練習題目 —
1. 從節選文章中一字不改地摘錄一段原文，以「2018 年底,兩個來自不同背景,揣懷不同故事的挑戰者,登陸南極。柯林·奧布萊迪(Colin O’」開頭，以「路易斯·魯德和他單人南極探險之旅的裝備。(Tamara Merino / The New York Times)」結尾。
2. 彙集所有含有字串「woman」的資料列，並逐列照原樣抄錄；判斷時須區分大小寫。

節選文章 —
-- -- --
南極交鋒(一):從未有人成功獨立橫跨南極大陸,兩個男人為此較勁

2018 年底,兩個來自不同背景,揣懷不同故事的挑戰者,登陸南極。柯林·奧布萊迪(Colin O’ Brady)和路易斯‧魯德(Louis Rudd)不約而同地爭取著相同的目標——在不依靠任何外力幫助下,獨自橫越南極大陸。他們在 11 月 3 日一同出發,一同實現這項史無前例的南極交鋒


智利·蓬塔阿雷納斯——一則天氣預報在萬聖節早晨發布,典型的強風和極地霧氣正在減弱,前往南極洲的航班獲准起飛。

33 歲的美國極限運動員柯林·奧布萊迪和 49 歲的英國陸軍上尉路易斯·魯德在智利蓬塔阿雷納斯等了將近一週的時間,蓬塔阿雷納斯位於麥哲倫海峽(Strait of Magellan)上,接近南美大陸的破碎邊緣。

在相隔幾個街區的不同建物裡,他們投入於相似的鍛鍊項目:秤重、重新打包他們的冷凍乾燥補給品,並整理極地裝備。

他們的行囊包括適用於攝氏零下 40 度的睡袋、攜帶式太陽能電池板、用於穿越大陸的雪橇、手持式衛星電話及數據機,以及一個能帶領他們一步步穿越地球上最大、最高、最乾燥,而且是目前為止最為寒冷之大陸的 GPS 追蹤器。

智利·蓬塔阿雷納斯,柯林·奧布萊迪和他單人南極探險的大部分裝備。(Tamara Merino / The New York Times)
路易斯·魯德和他的珀克,用以載運他單人南極探險之旅的帳篷、裝備和食物等補給品。(Tamara Merino / The New York Times)
路易斯·魯德和他單人南極探險之旅的裝備。(Tamara Merino / The New York Times)

這兩個男人,有著相當迥異的背景,但他們在智利停留時,卻建立起一種亦敵亦友的關係——他們都決心要成為獨立橫越南極洲的第一人,這是一場 1,482 公里穿越狂風與冰雪的長途冒險,可能要花上 65 天方能完成。
-- -- --
(點位標註資料集的紀錄)
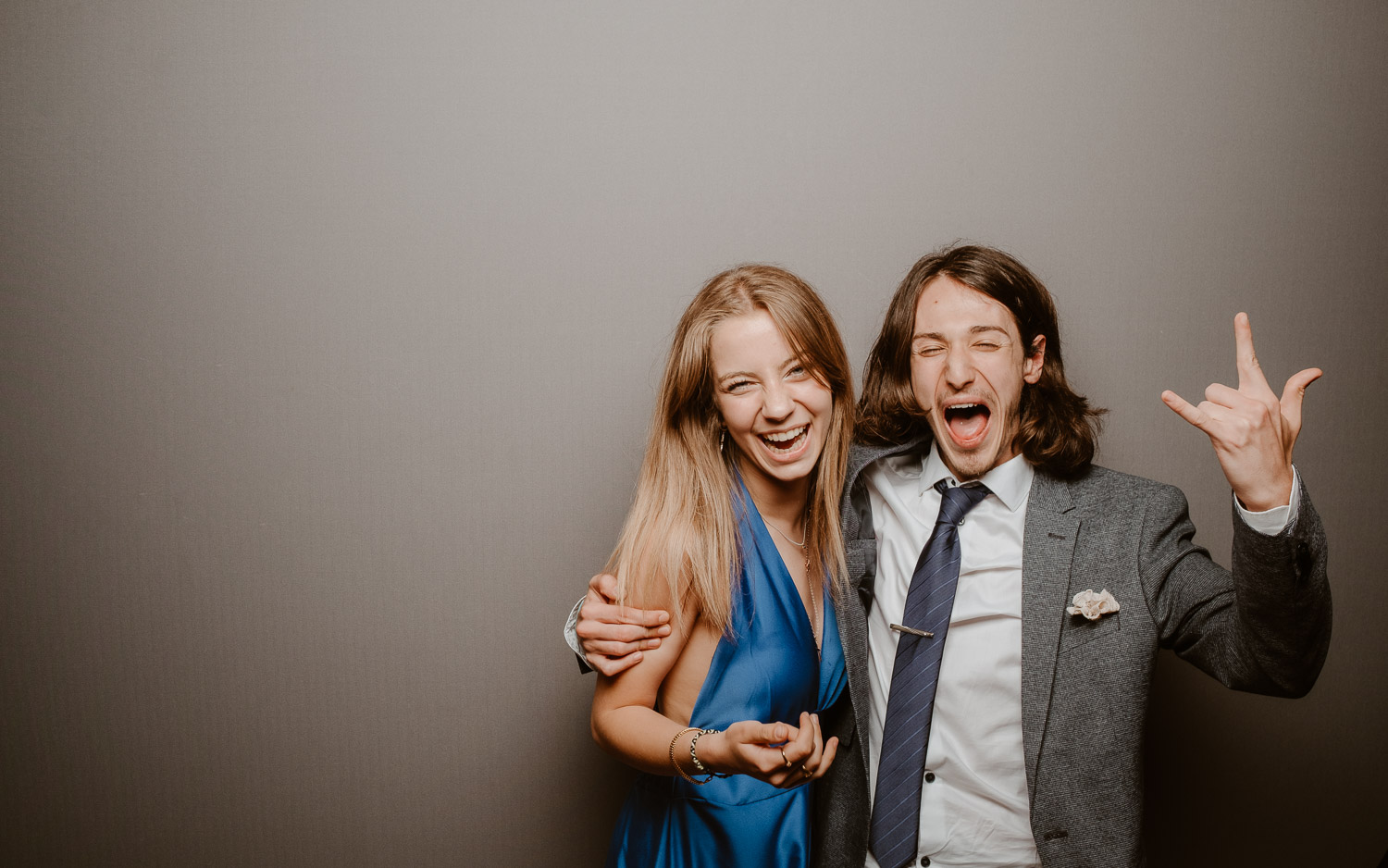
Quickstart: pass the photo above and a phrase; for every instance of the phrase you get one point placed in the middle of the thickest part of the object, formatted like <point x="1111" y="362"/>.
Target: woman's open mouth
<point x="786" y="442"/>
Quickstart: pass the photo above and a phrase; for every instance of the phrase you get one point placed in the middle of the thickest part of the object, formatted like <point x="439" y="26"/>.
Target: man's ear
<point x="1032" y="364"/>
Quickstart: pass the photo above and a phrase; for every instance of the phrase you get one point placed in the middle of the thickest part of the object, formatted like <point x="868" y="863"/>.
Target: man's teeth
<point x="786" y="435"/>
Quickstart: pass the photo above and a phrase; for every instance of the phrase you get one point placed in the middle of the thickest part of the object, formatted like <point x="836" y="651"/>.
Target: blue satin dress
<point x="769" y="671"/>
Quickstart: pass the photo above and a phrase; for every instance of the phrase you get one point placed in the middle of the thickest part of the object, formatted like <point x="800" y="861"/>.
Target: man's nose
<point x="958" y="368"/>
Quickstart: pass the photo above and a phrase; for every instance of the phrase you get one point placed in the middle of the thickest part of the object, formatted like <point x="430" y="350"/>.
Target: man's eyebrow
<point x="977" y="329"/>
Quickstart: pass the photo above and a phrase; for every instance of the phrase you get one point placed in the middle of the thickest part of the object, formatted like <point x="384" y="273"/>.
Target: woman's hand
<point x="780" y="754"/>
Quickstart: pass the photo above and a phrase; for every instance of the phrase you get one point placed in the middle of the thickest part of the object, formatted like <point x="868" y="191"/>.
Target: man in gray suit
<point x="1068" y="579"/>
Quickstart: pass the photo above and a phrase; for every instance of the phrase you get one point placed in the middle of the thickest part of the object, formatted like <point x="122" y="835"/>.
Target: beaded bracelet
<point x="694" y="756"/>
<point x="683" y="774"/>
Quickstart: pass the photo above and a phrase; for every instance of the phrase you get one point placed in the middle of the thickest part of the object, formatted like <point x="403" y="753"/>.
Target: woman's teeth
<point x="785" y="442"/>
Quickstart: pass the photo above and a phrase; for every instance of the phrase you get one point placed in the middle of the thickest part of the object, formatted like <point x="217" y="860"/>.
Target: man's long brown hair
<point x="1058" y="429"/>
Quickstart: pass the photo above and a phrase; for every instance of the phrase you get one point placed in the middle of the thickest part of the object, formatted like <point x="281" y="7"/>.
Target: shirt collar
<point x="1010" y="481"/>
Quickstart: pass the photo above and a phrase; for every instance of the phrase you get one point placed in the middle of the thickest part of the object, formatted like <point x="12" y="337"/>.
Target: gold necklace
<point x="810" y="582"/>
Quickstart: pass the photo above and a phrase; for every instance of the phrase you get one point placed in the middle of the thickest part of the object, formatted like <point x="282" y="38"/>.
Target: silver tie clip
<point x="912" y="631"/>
-- -- --
參考答案 —
1.
2018 年底,兩個來自不同背景,揣懷不同故事的挑戰者,登陸南極。柯林·奧布萊迪(Colin O’ Brady)和路易斯‧魯德(Louis Rudd)不約而同地爭取著相同的目標——在不依靠任何外力幫助下,獨自橫越南極大陸。他們在 11 月 3 日一同出發,一同實現這項史無前例的南極交鋒


智利·蓬塔阿雷納斯——一則天氣預報在萬聖節早晨發布,典型的強風和極地霧氣正在減弱,前往南極洲的航班獲准起飛。

33 歲的美國極限運動員柯林·奧布萊迪和 49 歲的英國陸軍上尉路易斯·魯德在智利蓬塔阿雷納斯等了將近一週的時間,蓬塔阿雷納斯位於麥哲倫海峽(Strait of Magellan)上,接近南美大陸的破碎邊緣。

在相隔幾個街區的不同建物裡,他們投入於相似的鍛鍊項目:秤重、重新打包他們的冷凍乾燥補給品,並整理極地裝備。

他們的行囊包括適用於攝氏零下 40 度的睡袋、攜帶式太陽能電池板、用於穿越大陸的雪橇、手持式衛星電話及數據機,以及一個能帶領他們一步步穿越地球上最大、最高、最乾燥,而且是目前為止最為寒冷之大陸的 GPS 追蹤器。

智利·蓬塔阿雷納斯,柯林·奧布萊迪和他單人南極探險的大部分裝備。(Tamara Merino / The New York Times)
路易斯·魯德和他的珀克,用以載運他單人南極探險之旅的帳篷、裝備和食物等補給品。(Tamara Merino / The New York Times)
路易斯·魯德和他單人南極探險之旅的裝備。(Tamara Merino / The New York Times)

2.
Target: woman's open mouth
Target: woman's hand
Target: woman's teeth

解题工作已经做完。